» **TEXT SEGMENT**
--------------------

Sébastien Martel: Those are few followings on that question. But obviously, given the production cuts we’ve done, it is going to impact the tailwind that we were expecting from working cap that we were expecting $400 million. So we’ll probably be short of that but still, we’re expecting a tailwind in the fourth quarter. We’ll be generating over $1 billion of free cash flow this year. And so some of that went through the NCIB. We — as you saw, we just reinitiated our NCIB and so we’ll be opportunistic on that area as well. And as we said, our priority is to continue to invest in the business with OpEx — with CapEx, sorry, because we’re obviously very focused on growing this business and we’ve been successful doing so and we’ll continue focusing on that.
And as for the M&A, again, we’ve always been opportunistic. If it happens, we’ll obviously consider it if it’s strategic to our business. Certainly something that we look at but we’re not necessarily in the market looking for M&A activity today.
Operator: Next question will be from Xian Siew at BNP Paribas.
Xian Siew: Maybe given the kind of softer demand, can you talk about the cost base and how you can kind of maybe places where you can kind of cut the cost to kind of protect the margin. Any thoughts on that?
Sébastien Martel: Yes. Well, it always varies on how soft the market is. First thing we want to be strategic on what we look at when we address costs. We want to be flexible as well. But we want to protect the business for the long term. And so the last thing we want is cut purposelessly in activities such as R&D and key marketing activities that will hurt the business in the long term. But we want to be tactical as well and address short-term headwinds that we might see in the business. So there is room to adjust our cost structure in the short term, yet plan for the long term as well.

--------------------

Natural language region descriptions:
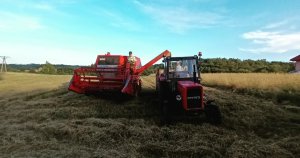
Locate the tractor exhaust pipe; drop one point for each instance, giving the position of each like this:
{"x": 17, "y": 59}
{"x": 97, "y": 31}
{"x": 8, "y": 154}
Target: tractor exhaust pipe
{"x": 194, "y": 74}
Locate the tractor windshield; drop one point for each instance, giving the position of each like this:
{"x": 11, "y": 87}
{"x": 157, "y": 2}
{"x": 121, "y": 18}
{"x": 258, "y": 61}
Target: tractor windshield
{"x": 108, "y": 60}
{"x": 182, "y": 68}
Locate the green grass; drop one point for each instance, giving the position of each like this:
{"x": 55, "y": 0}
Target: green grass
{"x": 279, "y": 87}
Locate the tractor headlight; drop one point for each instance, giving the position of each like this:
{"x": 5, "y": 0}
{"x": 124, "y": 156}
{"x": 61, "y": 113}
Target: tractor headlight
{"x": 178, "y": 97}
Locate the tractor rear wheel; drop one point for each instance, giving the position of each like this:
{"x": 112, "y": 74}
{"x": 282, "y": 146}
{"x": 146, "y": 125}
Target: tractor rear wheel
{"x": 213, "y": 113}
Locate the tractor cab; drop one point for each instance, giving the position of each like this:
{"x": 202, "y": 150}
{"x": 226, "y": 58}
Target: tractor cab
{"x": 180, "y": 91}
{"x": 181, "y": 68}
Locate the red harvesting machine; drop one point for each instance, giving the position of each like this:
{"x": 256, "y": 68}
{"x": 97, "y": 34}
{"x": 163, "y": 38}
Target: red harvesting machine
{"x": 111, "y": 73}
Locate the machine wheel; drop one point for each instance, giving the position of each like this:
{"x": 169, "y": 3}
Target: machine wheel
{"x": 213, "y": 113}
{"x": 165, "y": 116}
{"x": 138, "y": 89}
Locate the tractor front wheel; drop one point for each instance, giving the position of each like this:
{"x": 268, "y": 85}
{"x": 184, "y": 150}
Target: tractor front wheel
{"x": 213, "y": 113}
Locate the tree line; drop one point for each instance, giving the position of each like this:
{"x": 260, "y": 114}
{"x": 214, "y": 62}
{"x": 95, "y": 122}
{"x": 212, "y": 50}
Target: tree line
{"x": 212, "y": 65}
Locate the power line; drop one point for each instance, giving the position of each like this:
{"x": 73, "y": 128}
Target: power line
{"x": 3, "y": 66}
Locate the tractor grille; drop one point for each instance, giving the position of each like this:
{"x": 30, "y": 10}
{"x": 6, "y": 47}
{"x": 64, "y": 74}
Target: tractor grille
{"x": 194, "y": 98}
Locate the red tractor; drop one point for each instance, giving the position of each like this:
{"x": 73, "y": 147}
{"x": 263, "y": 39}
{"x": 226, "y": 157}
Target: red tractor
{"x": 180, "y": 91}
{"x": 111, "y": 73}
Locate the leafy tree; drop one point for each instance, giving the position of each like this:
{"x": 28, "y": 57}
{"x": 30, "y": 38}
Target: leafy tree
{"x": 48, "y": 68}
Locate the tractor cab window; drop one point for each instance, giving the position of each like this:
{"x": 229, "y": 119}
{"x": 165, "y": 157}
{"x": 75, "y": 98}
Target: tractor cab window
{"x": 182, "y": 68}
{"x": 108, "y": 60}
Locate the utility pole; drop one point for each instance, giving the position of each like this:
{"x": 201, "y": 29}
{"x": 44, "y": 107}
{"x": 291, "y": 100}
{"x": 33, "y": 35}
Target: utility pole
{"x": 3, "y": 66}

--------------------

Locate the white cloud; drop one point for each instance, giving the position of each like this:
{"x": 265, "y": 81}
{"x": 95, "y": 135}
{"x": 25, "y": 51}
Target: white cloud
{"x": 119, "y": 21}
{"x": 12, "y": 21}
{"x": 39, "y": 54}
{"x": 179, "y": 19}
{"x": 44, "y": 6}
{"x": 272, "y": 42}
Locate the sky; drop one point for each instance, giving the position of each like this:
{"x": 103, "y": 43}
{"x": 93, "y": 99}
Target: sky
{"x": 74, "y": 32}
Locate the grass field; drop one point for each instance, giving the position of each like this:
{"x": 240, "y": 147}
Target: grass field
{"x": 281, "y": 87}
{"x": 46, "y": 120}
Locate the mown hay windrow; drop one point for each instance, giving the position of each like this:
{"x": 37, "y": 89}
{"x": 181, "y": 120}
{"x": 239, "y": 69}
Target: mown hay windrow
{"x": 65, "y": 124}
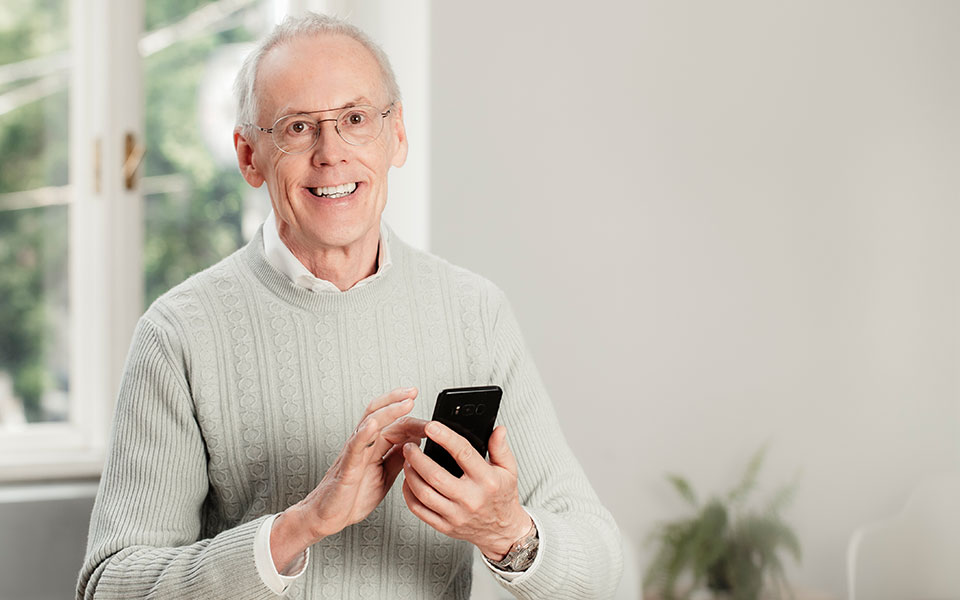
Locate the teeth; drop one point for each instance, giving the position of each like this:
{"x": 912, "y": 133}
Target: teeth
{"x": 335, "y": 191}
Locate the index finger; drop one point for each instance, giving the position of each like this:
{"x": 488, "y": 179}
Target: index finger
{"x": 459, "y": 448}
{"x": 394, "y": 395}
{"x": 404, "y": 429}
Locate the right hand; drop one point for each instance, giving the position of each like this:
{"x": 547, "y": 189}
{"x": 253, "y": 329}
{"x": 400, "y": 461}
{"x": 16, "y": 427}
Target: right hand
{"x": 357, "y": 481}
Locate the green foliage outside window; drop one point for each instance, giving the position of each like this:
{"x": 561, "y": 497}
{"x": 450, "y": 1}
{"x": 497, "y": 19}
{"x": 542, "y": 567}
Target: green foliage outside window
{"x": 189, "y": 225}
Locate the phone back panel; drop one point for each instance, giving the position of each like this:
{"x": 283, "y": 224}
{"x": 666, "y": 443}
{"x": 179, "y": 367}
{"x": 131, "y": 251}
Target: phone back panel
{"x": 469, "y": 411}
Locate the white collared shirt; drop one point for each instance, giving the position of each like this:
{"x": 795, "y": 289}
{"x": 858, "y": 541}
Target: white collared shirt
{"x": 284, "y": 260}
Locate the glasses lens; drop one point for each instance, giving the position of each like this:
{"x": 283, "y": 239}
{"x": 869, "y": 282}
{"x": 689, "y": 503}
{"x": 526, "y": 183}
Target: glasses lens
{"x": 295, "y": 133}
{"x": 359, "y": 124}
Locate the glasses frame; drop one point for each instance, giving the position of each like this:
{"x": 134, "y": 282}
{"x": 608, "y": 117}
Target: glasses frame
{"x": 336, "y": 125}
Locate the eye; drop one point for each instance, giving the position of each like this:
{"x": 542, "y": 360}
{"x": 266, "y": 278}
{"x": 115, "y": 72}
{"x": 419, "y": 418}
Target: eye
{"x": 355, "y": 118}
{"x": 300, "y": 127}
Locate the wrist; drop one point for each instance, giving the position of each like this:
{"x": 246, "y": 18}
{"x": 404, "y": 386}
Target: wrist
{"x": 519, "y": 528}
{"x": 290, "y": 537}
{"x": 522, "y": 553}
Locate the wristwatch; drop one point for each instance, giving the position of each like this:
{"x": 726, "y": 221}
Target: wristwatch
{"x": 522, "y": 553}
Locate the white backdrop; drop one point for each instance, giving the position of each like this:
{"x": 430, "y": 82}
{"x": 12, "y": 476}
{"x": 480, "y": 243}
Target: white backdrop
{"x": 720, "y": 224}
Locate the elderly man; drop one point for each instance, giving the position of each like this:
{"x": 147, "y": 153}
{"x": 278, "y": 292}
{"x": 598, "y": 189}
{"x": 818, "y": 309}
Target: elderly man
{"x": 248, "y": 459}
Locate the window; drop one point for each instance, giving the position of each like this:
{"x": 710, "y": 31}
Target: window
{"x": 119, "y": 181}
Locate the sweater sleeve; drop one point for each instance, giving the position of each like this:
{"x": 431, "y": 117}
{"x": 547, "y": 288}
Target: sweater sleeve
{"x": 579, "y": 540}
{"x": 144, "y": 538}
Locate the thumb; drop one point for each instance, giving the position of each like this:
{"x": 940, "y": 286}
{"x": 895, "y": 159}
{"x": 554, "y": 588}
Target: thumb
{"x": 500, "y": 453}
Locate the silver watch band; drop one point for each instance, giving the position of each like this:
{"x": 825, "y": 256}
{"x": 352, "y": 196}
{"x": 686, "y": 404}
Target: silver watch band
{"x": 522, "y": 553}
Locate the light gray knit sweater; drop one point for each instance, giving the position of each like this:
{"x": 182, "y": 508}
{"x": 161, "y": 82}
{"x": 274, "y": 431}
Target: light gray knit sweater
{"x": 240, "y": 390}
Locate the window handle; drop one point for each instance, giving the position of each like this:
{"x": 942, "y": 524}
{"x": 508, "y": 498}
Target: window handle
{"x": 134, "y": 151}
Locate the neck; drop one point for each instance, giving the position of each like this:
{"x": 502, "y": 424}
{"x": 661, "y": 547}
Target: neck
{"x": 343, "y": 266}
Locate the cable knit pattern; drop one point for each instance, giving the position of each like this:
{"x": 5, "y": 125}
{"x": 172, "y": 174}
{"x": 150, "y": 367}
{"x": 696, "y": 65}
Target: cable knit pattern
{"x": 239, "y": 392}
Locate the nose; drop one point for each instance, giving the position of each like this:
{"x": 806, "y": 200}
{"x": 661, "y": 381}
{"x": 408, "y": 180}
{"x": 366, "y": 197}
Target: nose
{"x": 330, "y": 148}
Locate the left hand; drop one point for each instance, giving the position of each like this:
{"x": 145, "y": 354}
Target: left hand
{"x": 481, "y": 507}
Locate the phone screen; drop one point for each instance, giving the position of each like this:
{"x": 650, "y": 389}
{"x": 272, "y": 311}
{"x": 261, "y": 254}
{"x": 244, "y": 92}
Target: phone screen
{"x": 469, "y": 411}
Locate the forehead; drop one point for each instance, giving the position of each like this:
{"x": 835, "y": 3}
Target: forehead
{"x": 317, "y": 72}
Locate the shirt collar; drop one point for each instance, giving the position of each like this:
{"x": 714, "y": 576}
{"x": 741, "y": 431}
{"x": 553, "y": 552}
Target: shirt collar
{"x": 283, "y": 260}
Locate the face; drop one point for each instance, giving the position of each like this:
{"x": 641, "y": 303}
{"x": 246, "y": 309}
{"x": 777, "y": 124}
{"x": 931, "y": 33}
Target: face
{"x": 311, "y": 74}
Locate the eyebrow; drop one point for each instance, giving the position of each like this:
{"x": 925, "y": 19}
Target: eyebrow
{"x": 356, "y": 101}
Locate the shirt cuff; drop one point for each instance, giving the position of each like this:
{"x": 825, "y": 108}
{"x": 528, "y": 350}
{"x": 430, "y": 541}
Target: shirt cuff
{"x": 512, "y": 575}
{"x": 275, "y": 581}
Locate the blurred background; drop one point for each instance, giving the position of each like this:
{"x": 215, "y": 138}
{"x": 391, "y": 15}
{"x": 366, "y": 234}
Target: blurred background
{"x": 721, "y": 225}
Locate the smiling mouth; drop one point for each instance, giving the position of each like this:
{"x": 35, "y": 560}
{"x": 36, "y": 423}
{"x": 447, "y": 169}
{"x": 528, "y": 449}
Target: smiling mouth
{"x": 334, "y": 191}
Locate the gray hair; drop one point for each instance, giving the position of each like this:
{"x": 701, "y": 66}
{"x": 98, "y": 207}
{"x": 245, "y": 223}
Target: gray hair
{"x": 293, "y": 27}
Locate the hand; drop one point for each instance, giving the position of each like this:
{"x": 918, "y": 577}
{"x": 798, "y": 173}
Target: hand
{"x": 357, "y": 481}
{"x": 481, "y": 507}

--------------------

» **COMPLETE THE FOLLOWING**
(a) According to the earnings call transcript, how much free cash flow does Sébastien Martel expect to generate this year?
(b) Please carry the earnings call transcript forward from its last line.

» **SOLVED PROBLEMS**
(a) Over $1 billion.

(b)
Xian Siew: Okay. Got it. And then I think you kind of talked about expectation a little bit for industry retail going into next year. But maybe can you think about the different geographies. Obviously, international is softer in October, does that kind of trend where North America kind of outperforming international continuing to next year, do you think?
José Boisjoli: Well, if you look to our results in Q1, Q2 and Q3, I mean, we saw some weakness since the beginning of the year in EMEA and APAC. It’s a market that fluctuated a lot in the last three quarters. Now obviously, at the end — at the tail end of Q3, it was worse than what we were expecting. United States is still okay but there is some key economic data that we’re following that we need to be cautious. The unemployment rate is still low at 3.9%. The inflation in U.S. at the end of October, the inflation is going down 3.2% at the end of October, the closer to the target of 2. Consumer confidence decline in July — since July from 71% to 61%. And the credit card balance is record high, then there is a sign that the U.S. is also softening. And this combined to the international market, particularly EMEA and APAC. And again, the two conflict in the world, that’s why we prefer to be prudent.
Operator: Next question will be from Jonathan Goldman at Scotiabank.
Jonathan Goldman: On the retail trend, I was wondering if you can discuss the cadence of retail, how it’s trended in November? Did you see the pace of declines accelerate versus October or show any moderation or any color on the cadence would be helpful.
Sébastien Martel: Well, on the — we don’t have industry numbers yet for November but our retail is still up but we expect the industry to be down in November.
Jonathan Goldman: Okay. Perfect. And then second, on the competitive dynamics, the presentation calls out elevated discounting by competitors on new model year units. Do you have a sense if that’s largely a reflection of the worsening industry or weaker consumer or maybe something specific to a competitor strategy, maybe a share gain approach?